▶ TEXT SECTION:
════════════════

Sunday, March 19, 2006

Feeling Tendulkar

I remember a young Tendulkar. Oddly enough, I cannot imagine him as old. Back then there were no words to describe him, and so we sought out numbers to quantify him. The magnitude of his promise was boggling. Could there have been a man after Bradman with whom numbers were so intertwined? Lara came later, as did Warne and Muralitharan.

We did not, or could not, speak of saying goodbye to him. To have bid him farewell would mean breaking away with a decade of ourselves, and in remembering his mortality we were struck by our own. But ageless faces deceive. Bones creak, skin tears, muscles become less taut.

When the tennis elbow was diagnosed, there was alarm. Injuries happened to people, but not Tendulkar. Of course they had happened before: the bending over after the six over midwicket against Kenya in 1996, the back pain against Pakistan at Chennai in 1999. But this was different. Suspicions arose that this one would linger.

When he played again, there were flashes of 1994, of 1998, of a free man who cherished his freedom but accepted nothing less than complete submission from others. Who could not delight in authority like this? But there were other hours when he could have been anybody but him. This new man was patient and cautious, he nurdled and nudged. Risk was banished. Given his time in the game, it was understandable, but sad all the same.

Each time a man much younger touches his edge, or clatters into his stumps, I feel a dull blow, and hope he returns vengeful, and puts the bowler in his place. How often does it happen these days? Does it happen at all?

The memory of him as young and energetic is fading. Discussions with friends whose thoughts on cricket are more emotional than learned and rational, all involve hopes of seeing him scorch grounds one last time, and leaving us with an image of domination and control – in our minds it is where he belongs. But it is a hope born of despair, like a death too soon. Why were we not told of this change in the programme? Why could we not cherish that last free-spirited innings?

What will happen to India after he is gone? It is a fear I have, irrational as it is. But I sometimes suspect that the bigger fear lies under the surface - that India will not matter after Tendulkar. For my short career as a cricket writer, that is how it has been. I could never be as emotional about India as I have been about Tendulkar. Dravid is more reliable, Kumble has won more games, but they cannot capture the imagination as he can.

════════════════

▶ INPUT DATA:
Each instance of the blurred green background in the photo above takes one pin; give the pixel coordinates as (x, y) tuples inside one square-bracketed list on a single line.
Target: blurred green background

════════════════

▶ TASK OBJECTIVE: Please write out the Tendulkar piece again, starting at "Feeling Tendulkar" and ending at "become less taut.", substituting "Sobers" for every "Bradman".

▶ EXERCISE ANSWER:
Feeling Tendulkar

I remember a young Tendulkar. Oddly enough, I cannot imagine him as old. Back then there were no words to describe him, and so we sought out numbers to quantify him. The magnitude of his promise was boggling. Could there have been a man after Sobers with whom numbers were so intertwined? Lara came later, as did Warne and Muralitharan.

We did not, or could not, speak of saying goodbye to him. To have bid him farewell would mean breaking away with a decade of ourselves, and in remembering his mortality we were struck by our own. But ageless faces deceive. Bones creak, skin tears, muscles become less taut.